START Page extract

If your loved one has dementia, you know that caring for this person can include dealing with undesirable and often unpredictable dementia-related behaviors. As an example, a loved one may have been retired for years but becomes very anxious that he is late for work—and this results in his frequently trying to leave home unaccompanied. Perhaps there are as many examples of difficult behaviors as there are people reading this blog, since each personality and disease process is unique.
All behavior has meaning, so when “new” or unusual behaviors arise in your loved one, you should inform the physician. New behaviors could signal an underlying treatable physical issue, or there could also be a need for a medication adjustment or other medical intervention in the interest of safety, etc.
As caregiver, you have the ability to observe patterns in your loved one and develop skills for redirecting his or her attention away from the unwanted behavior. Although it might not be possible to actually prevent dementia-related behaviors every single time, a little practice with diversion techniques (and knowing what not to do) can often reroute the scenario so it doesn’t get out of hand. Here are some simple—but very important—things to remember when attempting to divert attention and redirect an individual.
5 Ways to Redirect Dementia-Related Behaviors
1. Buy a few seconds to think.
Is your loved one combative about bathing or something else? Unless it’s an immediate threat to safety for either of you (in which case, call 911 immediately!), take a few seconds to softly turn away and breathe deeply to clear your mind as you decide the best way to proceed.
2. Watch nonverbal cues.
Use gentle touch, eye contact, and a calm demeanor. If you are raising your voice and obviously are upset, this is likely to reap the same response in your loved one—making things worse, not better.
3. Be creative in your verbal responses.

END Page extract
START Data to examine

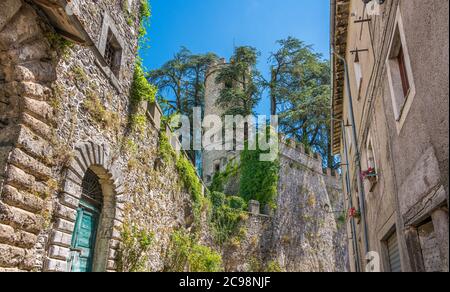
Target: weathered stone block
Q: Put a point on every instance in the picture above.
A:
(23, 27)
(10, 256)
(59, 253)
(20, 219)
(8, 8)
(64, 225)
(66, 212)
(31, 165)
(37, 126)
(39, 109)
(69, 201)
(21, 180)
(53, 265)
(37, 50)
(72, 188)
(254, 207)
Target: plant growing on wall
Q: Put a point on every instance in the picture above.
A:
(187, 173)
(185, 254)
(132, 254)
(221, 179)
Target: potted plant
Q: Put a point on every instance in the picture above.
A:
(371, 176)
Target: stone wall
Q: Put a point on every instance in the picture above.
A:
(303, 233)
(62, 112)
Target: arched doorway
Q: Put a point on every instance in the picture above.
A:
(84, 238)
(88, 215)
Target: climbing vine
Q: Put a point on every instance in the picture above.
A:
(259, 179)
(132, 254)
(141, 89)
(187, 173)
(221, 179)
(185, 254)
(226, 214)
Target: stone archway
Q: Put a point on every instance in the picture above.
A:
(93, 158)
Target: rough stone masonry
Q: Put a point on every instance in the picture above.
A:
(65, 131)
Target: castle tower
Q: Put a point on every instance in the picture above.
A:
(216, 160)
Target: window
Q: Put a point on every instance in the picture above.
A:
(371, 162)
(403, 74)
(393, 254)
(88, 215)
(113, 53)
(217, 167)
(400, 75)
(349, 136)
(129, 4)
(430, 247)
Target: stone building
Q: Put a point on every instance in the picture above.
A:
(215, 161)
(303, 233)
(80, 162)
(74, 169)
(390, 109)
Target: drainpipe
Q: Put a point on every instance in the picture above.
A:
(362, 200)
(350, 202)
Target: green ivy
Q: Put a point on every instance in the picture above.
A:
(135, 244)
(192, 183)
(187, 173)
(185, 254)
(144, 15)
(227, 212)
(204, 259)
(141, 89)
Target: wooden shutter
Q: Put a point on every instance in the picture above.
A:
(394, 254)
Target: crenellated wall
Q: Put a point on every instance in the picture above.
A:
(303, 233)
(62, 113)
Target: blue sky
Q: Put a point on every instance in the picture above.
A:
(219, 25)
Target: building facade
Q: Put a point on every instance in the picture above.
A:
(75, 170)
(391, 129)
(215, 161)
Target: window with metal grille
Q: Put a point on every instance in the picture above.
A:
(113, 53)
(92, 190)
(403, 73)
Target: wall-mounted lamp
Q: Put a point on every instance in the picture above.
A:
(356, 53)
(377, 1)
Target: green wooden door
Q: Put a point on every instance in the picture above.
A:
(83, 241)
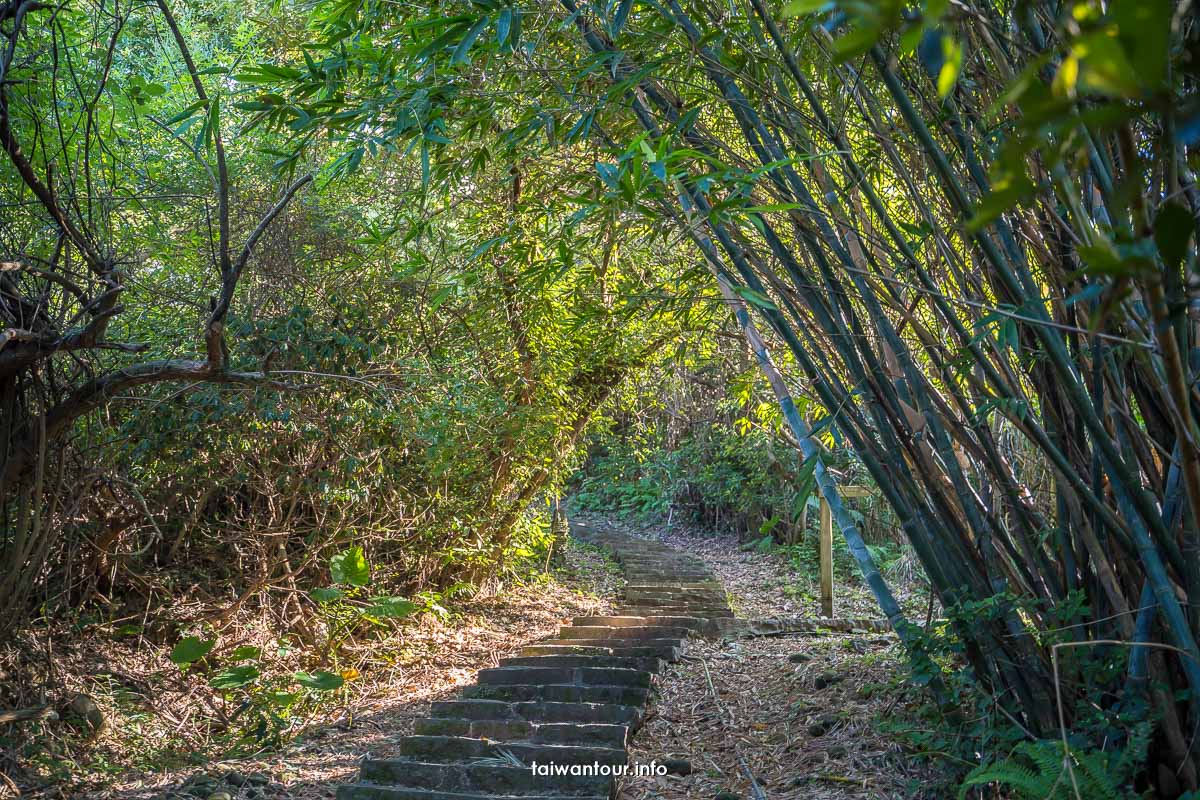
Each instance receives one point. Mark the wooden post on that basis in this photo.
(826, 548)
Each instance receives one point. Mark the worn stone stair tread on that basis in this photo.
(479, 776)
(619, 642)
(586, 660)
(637, 620)
(666, 653)
(454, 749)
(559, 693)
(533, 711)
(585, 734)
(375, 792)
(571, 701)
(570, 675)
(629, 632)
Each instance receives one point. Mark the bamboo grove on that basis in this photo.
(967, 229)
(971, 230)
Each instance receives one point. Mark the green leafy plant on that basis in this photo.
(1041, 770)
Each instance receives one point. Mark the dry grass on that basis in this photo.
(799, 713)
(165, 727)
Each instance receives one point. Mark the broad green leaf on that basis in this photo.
(245, 651)
(325, 594)
(391, 607)
(349, 567)
(191, 649)
(234, 677)
(321, 680)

END Data to examine

Prompt:
Can you continue the piece on redirecting dementia-related behaviors from where it stops?

Result of this exercise:
There’s no need to make up some convoluted response just to stay in your loved one’s reality (some of us are uncomfortable telling a lie.) If your loved one is worried about some obscure thing, e.g. taxes being due and unpaid, or is furious about some event that happened long ago, or wants to tell off the neighbors for their dog barking relentlessly—regardless of what it is, simply offer to take care of it in a few minutes. If necessary, “take care of it” on the spot by pretending to make a phone call, going outside for a couple of minutes, or whatever is necessary to help your loved one understand that you are well able to get the job done.
4. Focus on what really matters.
We are talking about keeping loved ones safe, and secondary to this, we want them not to have a lot of emotional stress, trauma, and sorrow. Anything that doesn’t fall into one of these categories is likely to be of much less importance. Major on the majors.
5. Don’t try to correct your loved one.
It can’t happen and will only frustrate you. Many care recipients, for example, will cry and become upset about people who died years ago: “Why isn’t she home yet?” An appropriate response is NOT, “Don’t you remember? I told you she died eight years ago!” Better to address your loved one’s concern that the person isn’t home yet: “I wouldn’t worry, since we would have heard something if she were in trouble. Why don’t we get a snack and watch some TV while we wait?”